▶ QUESTIONS TO ANSWER:
A – In the article on Kenya's shilling, what rate was the local currency trading at against the dollar by the close of trading Wednesday?
B – Reproduce part of the article on Kenya's shilling without changes, beginning at the words "Without adequate dollars" and stopping after the words "Executive John Lentaigne.".
Segment Start: DOCUMENT SEGMENT
The shilling lost ground against the dollar by 500 basis points, leading to the value of country’s foreign loans as of December last year shoot from Sh3.11 trillion to Sh3.27 trillion. This comes as the country’s reserves of foreign exchange being depleted due to poor financial inflows that have affected tourist receipts and earnings from export.
Low forex reserves may push the country into a financial crisis where it will have problems repaying the dollar dominated debts.
By the close of trading wednesday, the local currency was trading at 106.5 against the dollar, compared to an average of 101.3 last December. More than half of the country’s debt is from foreigners and a big chunk of it is commercial debt, especially sovereign bonds.
Sizeable chunks of the loans are held by Institutions as World Bank, International Monetary Fund (IMF) and the African Development Bank.
Without adequate dollars of its own, the ministry of finance mostly refinances most of its external loans by borrowing to repay another loan but with the current volatile situation that threatening to plunge the world into recession, Kenya will find it hard borrowing from the international market.
The African Trade Insurance Agency (ATI) has noted that African countries will experience pitfalls in global markets, with African bond yields rising sharply.“That may lead to planned Eurobonds in Benin, Côte d’Ivoire, Nigeria and South Africa being delayed or shelved,” said Acting ATI Chief Executive John Lentaigne.
He added that Kenya was among the six African countries likely to experience a significant reduction in tourism earnings, representing between 5% and 10 % of gross domestic product (GDP) and 20% of the total employment.
Segment End: DOCUMENT SEGMENT
Segment Start: DATA TO EXAMINE
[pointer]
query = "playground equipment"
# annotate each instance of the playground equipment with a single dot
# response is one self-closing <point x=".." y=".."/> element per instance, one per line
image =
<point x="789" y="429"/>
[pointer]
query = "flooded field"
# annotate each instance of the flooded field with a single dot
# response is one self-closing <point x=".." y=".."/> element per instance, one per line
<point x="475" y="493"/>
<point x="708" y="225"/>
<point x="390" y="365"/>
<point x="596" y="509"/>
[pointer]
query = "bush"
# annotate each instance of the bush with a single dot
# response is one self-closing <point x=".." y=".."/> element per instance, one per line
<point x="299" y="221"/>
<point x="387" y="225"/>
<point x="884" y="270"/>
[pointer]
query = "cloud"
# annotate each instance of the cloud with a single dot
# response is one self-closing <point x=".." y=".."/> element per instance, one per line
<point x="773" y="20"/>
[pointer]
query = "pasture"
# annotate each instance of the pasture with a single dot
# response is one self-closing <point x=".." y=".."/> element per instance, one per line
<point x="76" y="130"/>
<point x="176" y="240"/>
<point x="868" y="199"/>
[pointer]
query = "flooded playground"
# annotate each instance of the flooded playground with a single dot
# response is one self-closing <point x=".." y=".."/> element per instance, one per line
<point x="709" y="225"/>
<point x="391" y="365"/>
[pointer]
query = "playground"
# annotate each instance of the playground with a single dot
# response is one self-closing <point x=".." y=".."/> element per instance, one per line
Segment End: DATA TO EXAMINE
Segment Start: DATA TO EXAMINE
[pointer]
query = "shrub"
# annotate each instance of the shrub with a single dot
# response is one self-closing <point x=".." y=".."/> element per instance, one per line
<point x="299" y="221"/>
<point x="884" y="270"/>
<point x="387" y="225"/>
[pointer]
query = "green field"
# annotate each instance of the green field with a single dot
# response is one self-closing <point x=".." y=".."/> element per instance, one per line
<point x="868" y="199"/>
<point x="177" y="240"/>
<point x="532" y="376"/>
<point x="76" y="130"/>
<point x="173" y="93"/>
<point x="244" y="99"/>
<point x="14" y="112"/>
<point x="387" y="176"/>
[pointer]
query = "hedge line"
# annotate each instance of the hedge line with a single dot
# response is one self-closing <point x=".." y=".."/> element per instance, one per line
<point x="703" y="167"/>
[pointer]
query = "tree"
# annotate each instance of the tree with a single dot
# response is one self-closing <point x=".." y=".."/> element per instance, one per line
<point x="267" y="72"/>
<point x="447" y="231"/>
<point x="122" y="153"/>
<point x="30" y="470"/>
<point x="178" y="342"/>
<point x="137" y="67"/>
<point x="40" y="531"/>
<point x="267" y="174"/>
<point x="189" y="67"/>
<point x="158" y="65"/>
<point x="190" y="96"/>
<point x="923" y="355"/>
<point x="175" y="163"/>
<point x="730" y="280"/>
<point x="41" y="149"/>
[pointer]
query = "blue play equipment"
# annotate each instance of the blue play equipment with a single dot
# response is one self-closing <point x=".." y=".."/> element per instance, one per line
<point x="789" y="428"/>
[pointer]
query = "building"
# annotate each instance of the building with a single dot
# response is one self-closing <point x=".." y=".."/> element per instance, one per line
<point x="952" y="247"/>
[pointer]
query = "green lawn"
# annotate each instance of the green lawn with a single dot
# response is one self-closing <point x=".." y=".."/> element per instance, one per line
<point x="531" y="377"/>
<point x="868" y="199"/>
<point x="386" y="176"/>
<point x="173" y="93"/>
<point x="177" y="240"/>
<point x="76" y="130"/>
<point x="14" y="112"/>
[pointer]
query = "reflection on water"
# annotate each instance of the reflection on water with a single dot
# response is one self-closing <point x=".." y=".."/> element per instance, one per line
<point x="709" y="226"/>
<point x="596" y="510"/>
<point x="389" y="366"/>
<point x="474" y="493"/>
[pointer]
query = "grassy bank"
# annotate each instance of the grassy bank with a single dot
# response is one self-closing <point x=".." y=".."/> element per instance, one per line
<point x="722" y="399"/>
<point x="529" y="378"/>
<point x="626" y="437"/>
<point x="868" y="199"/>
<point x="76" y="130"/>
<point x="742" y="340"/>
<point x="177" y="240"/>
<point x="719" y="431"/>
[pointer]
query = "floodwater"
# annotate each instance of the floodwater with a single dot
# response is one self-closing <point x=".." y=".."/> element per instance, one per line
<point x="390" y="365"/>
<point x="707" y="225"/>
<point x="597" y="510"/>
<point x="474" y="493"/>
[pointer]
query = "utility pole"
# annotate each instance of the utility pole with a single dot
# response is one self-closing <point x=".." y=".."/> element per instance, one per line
Segment End: DATA TO EXAMINE
Segment Start: DATA TO EXAMINE
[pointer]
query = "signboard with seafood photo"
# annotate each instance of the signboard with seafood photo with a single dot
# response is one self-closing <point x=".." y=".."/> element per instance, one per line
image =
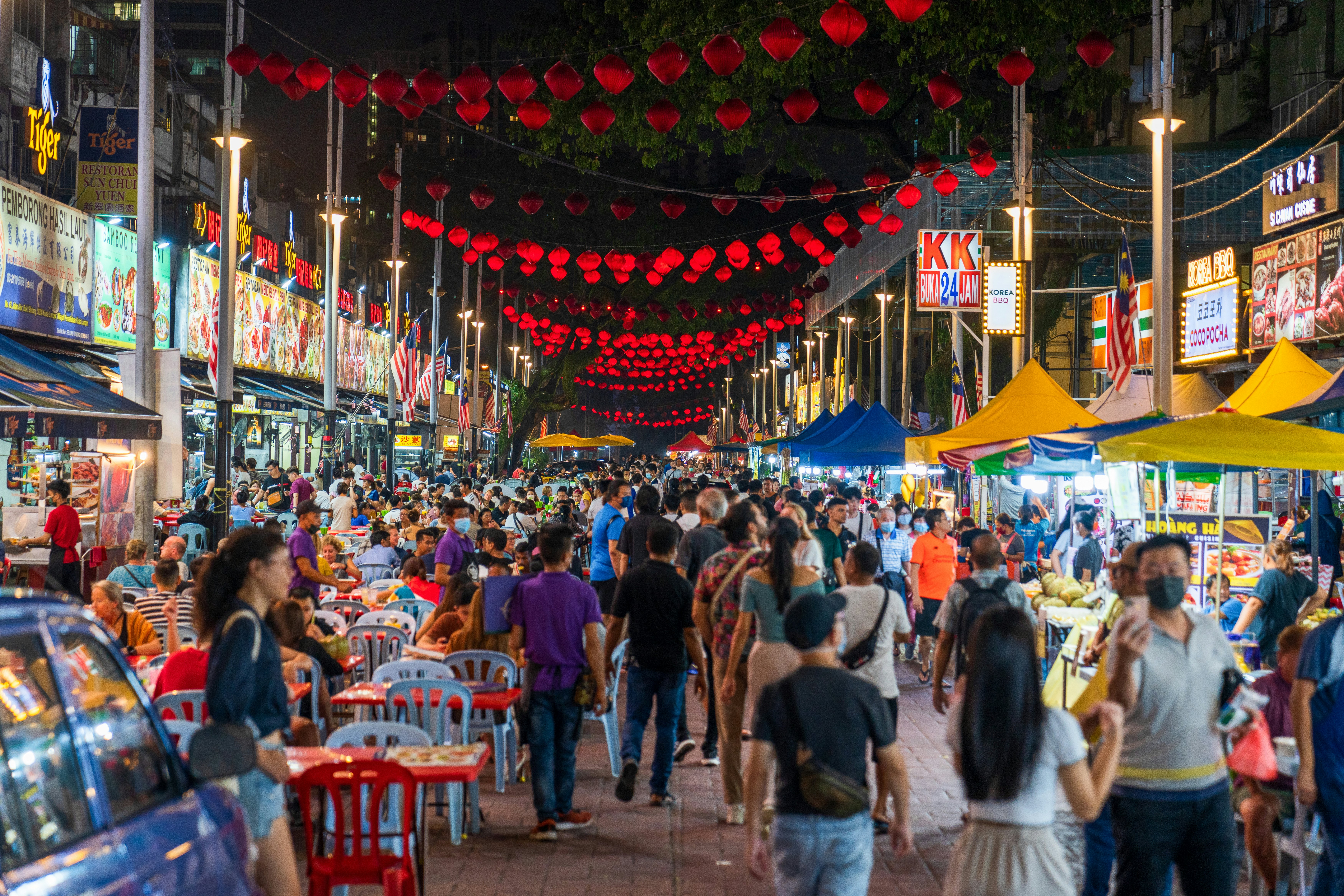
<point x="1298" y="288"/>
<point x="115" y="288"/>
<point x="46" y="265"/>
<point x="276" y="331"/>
Segment End: DATA TO EXAMINE
▶ SET OF ANSWERS:
A – 106.5 against the dollar

B –
Without adequate dollars of its own, the ministry of finance mostly refinances most of its external loans by borrowing to repay another loan but with the current volatile situation that threatening to plunge the world into recession, Kenya will find it hard borrowing from the international market.
The African Trade Insurance Agency (ATI) has noted that African countries will experience pitfalls in global markets, with African bond yields rising sharply.“That may lead to planned Eurobonds in Benin, Côte d’Ivoire, Nigeria and South Africa being delayed or shelved,” said Acting ATI Chief Executive John Lentaigne.